Raw data.
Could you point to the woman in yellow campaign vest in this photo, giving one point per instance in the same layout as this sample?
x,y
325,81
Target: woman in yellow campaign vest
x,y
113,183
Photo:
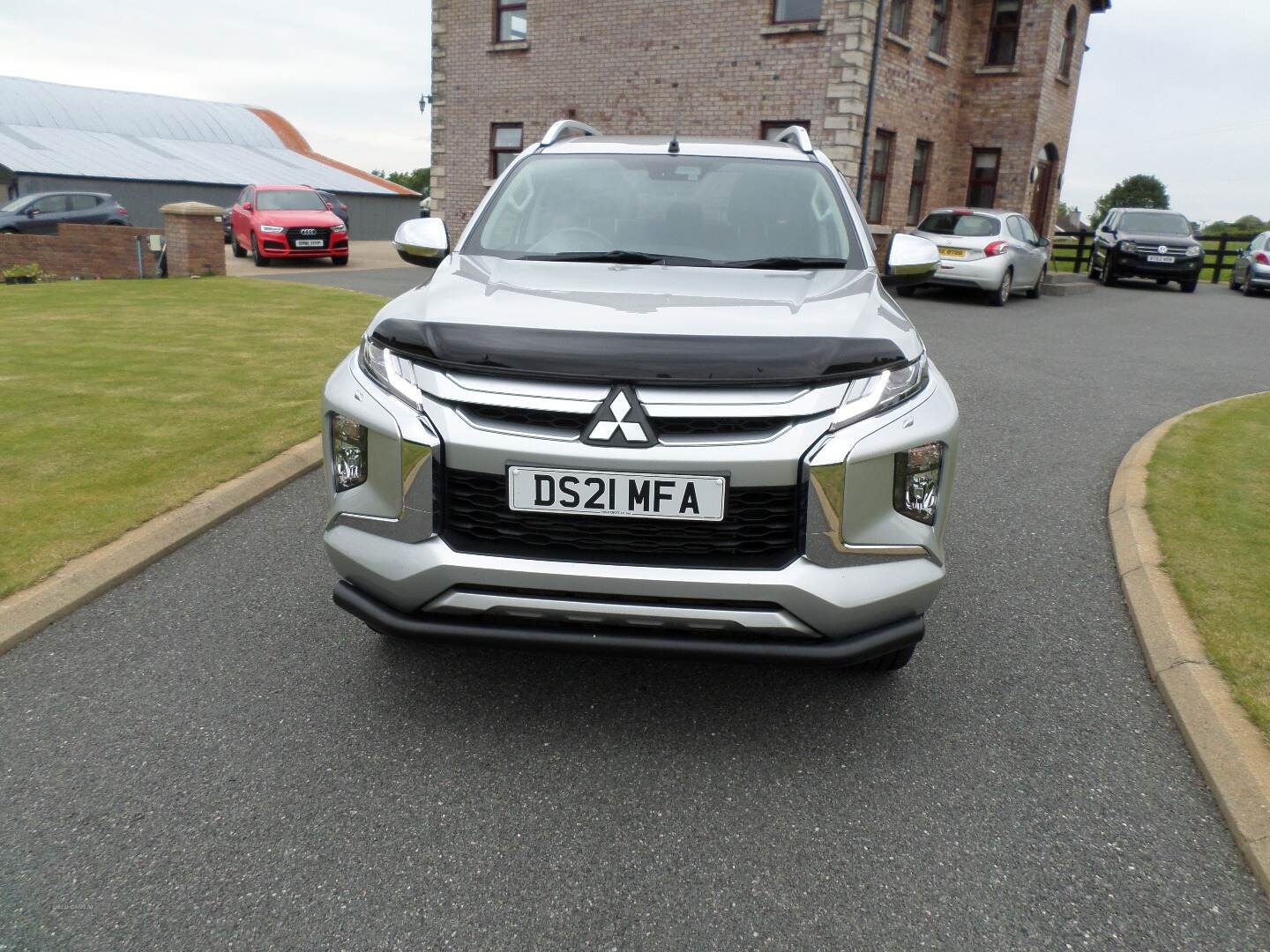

Aim of the task. Rewrite the records above, swapping every "yellow" for "green" and changing nothing else. Omit the pictures from your answer.

Solution for this exercise.
Could you point to the woman in green campaign vest in this photo, giving one point per instance in the same layout as this sample?
x,y
325,81
Target: woman in green campaign vest
x,y
113,183
Photo:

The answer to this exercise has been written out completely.